[Records in a dataset]
□ □ □

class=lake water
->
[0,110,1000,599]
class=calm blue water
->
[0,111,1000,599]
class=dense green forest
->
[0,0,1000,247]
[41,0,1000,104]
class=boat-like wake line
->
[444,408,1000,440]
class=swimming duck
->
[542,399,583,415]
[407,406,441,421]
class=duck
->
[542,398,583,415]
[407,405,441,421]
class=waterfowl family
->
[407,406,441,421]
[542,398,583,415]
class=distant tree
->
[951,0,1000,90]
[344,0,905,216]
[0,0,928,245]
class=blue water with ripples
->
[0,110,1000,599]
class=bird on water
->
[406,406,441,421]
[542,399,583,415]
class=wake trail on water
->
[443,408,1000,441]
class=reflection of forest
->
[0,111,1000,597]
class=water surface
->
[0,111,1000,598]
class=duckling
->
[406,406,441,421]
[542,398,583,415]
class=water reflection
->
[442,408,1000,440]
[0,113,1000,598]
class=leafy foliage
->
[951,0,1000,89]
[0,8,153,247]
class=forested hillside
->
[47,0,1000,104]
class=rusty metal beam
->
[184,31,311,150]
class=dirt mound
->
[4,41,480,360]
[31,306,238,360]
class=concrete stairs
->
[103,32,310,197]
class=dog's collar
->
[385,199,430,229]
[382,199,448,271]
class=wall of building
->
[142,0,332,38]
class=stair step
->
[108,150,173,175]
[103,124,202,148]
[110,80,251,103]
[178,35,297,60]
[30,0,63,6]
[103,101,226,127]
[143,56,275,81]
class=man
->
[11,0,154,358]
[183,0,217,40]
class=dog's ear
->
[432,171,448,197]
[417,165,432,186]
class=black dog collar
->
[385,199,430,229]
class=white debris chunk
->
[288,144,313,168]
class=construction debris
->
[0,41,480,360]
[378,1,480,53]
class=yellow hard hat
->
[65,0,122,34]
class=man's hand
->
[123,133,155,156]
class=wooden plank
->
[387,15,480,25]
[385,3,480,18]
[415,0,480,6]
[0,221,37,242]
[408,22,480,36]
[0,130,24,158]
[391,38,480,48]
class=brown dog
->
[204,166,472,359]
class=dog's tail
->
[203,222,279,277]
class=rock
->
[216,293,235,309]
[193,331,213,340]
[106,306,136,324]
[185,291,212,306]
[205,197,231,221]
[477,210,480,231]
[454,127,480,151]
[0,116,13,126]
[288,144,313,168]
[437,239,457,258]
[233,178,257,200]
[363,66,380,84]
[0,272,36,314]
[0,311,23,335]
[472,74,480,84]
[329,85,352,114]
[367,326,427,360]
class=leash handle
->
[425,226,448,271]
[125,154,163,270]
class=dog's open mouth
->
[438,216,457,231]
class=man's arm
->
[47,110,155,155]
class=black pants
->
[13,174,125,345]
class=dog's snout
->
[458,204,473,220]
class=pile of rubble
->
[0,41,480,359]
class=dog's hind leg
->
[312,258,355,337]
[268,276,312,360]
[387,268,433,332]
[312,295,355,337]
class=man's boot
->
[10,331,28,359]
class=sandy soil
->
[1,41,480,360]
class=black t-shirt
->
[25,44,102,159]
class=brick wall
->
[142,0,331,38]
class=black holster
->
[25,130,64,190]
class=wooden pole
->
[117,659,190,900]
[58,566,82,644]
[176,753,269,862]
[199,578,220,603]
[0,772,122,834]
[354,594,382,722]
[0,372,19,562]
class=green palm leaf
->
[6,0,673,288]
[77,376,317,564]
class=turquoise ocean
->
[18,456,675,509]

□ □ □

What the exercise asks: Rewrite the listing above, renaming "rock" to "stone" wherever it appears and leaving every other line as it is.

Full solution:
class=lake water
->
[0,110,1000,599]
class=calm blue water
->
[0,111,1000,599]
class=dense green forest
->
[0,0,1000,247]
[41,0,1000,104]
class=boat-like wake line
->
[444,408,1000,440]
class=swimming duck
->
[542,399,583,415]
[407,406,441,421]
class=duck
->
[542,398,583,415]
[407,405,441,421]
class=waterfowl family
->
[407,406,441,421]
[542,398,583,415]
class=distant tree
->
[951,0,1000,90]
[344,0,905,216]
[0,0,928,245]
class=blue water with ripples
->
[0,110,1000,599]
class=bird on water
->
[406,406,441,421]
[542,399,583,415]
class=wake trail on water
->
[443,408,1000,441]
class=reflection of forest
->
[0,111,1000,597]
class=water surface
->
[0,111,1000,598]
class=duckling
->
[406,406,441,421]
[542,398,583,415]
class=water reflection
->
[442,408,1000,440]
[0,113,1000,598]
class=leafy foliage
->
[951,0,1000,89]
[0,8,153,247]
class=forested hillside
->
[47,0,1000,104]
class=rusty metal beam
->
[184,31,311,150]
class=dirt mound
->
[4,41,480,360]
[31,306,238,360]
class=concrete stairs
->
[103,32,310,197]
class=dog's collar
->
[385,199,430,229]
[382,199,448,271]
class=wall of building
->
[142,0,332,38]
class=stair step
->
[108,150,173,175]
[103,124,202,148]
[110,80,251,103]
[178,35,297,60]
[30,0,63,6]
[103,101,226,127]
[143,56,275,81]
class=man
->
[11,0,154,358]
[183,0,217,40]
class=dog's ear
->
[432,171,448,197]
[417,165,432,186]
class=black dog collar
->
[385,199,430,229]
class=white debris chunk
->
[288,144,313,168]
class=construction debris
->
[0,41,480,360]
[378,1,480,53]
class=yellow hard hat
->
[65,0,122,34]
class=man's hand
->
[123,133,155,156]
class=wooden plank
->
[387,15,480,25]
[385,3,480,18]
[415,0,480,6]
[0,221,37,242]
[408,22,480,36]
[0,130,24,158]
[391,38,480,48]
class=brown dog
->
[204,166,472,359]
class=dog's tail
->
[203,222,279,277]
class=stone
->
[216,293,235,309]
[193,331,213,340]
[106,306,136,324]
[185,291,212,306]
[205,197,231,221]
[477,210,480,231]
[454,127,480,151]
[0,116,13,126]
[288,144,313,168]
[437,239,457,258]
[233,178,257,200]
[363,66,380,84]
[0,272,36,314]
[0,311,23,335]
[472,74,480,84]
[329,85,352,114]
[367,326,427,360]
class=leash handle
->
[425,226,448,271]
[125,154,163,270]
class=dog's open mouth
->
[438,216,457,231]
class=man's arm
->
[47,110,155,155]
class=black pants
->
[13,174,125,345]
class=dog's snout
->
[458,204,473,220]
class=pile of rubble
->
[0,41,480,359]
class=dog's hind leg
->
[312,258,355,337]
[268,276,312,360]
[387,268,433,332]
[312,295,355,337]
class=man's boot
->
[10,331,28,359]
class=sandy soil
->
[1,41,480,360]
class=black t-shirt
->
[25,44,102,159]
class=brick wall
->
[142,0,331,38]
class=black holster
->
[25,130,64,190]
class=wooden pole
->
[117,659,190,900]
[58,566,82,644]
[176,753,269,862]
[199,578,220,603]
[0,772,122,834]
[354,594,382,722]
[0,372,19,562]
class=green palm leaf
->
[6,0,673,288]
[77,376,317,564]
class=turquoise ocean
->
[18,456,675,509]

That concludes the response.